PROBLEM REQUIREMENTS - Set down exactly the lines of the records from the top to the line containing "Definition for annotators: for every instance of the motorcycle"; include both.

----

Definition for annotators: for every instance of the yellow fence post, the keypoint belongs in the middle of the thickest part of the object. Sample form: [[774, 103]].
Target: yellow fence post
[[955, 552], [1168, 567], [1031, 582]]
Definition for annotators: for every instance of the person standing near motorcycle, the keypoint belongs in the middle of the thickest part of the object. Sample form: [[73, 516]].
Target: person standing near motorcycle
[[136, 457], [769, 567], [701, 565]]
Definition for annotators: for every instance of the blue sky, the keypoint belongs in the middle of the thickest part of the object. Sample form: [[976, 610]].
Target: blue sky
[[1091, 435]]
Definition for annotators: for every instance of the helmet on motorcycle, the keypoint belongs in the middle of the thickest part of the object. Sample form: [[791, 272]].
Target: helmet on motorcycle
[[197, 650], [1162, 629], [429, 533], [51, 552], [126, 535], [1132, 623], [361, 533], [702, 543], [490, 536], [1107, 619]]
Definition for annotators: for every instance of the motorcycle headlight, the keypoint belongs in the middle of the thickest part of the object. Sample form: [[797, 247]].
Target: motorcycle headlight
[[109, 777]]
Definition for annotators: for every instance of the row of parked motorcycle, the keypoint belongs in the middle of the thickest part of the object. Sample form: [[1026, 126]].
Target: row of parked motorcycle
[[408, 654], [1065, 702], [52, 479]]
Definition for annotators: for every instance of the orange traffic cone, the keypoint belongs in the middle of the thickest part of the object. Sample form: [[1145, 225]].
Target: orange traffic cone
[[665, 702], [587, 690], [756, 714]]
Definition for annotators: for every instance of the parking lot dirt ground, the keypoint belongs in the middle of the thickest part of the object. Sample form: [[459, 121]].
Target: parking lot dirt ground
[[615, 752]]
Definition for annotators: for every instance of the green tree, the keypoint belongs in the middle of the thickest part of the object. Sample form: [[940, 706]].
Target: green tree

----

REPLY TO THE EXERCISE -
Definition for annotators: for every instance of the yellow fence post, the keypoint belongs in the middle of the thickest part of the object. Sample form: [[774, 103]].
Target: yellow fence post
[[955, 552], [1168, 567], [1031, 582]]
Definition for annotators: for every instance of the person standing near motorcycle, the keypoint belongs in the middle of the thickest part of the object. Sample form: [[73, 516]].
Target: person standing near motorcycle
[[136, 457], [769, 567], [701, 565]]
Definition for annotators: for every instance of the blue sky, the keypoint belongs in the middle of the thickest part of the object. Sample form: [[976, 610]].
Target: blue sky
[[1091, 435]]
Definition for annotators: for every instance of the helmet on motorcycle, the keypoint belongs in the middle of the thickest part of the object. Sample form: [[791, 272]].
Target: helmet on motorcycle
[[197, 650], [1162, 629], [429, 533], [51, 552], [126, 535], [1132, 623], [361, 533], [702, 543], [490, 536], [1107, 619]]
Definition for annotators: for every instance of the motorcycle headlight, the keypoint belongs in the middle of the thickest part of the object. Sample form: [[797, 247]].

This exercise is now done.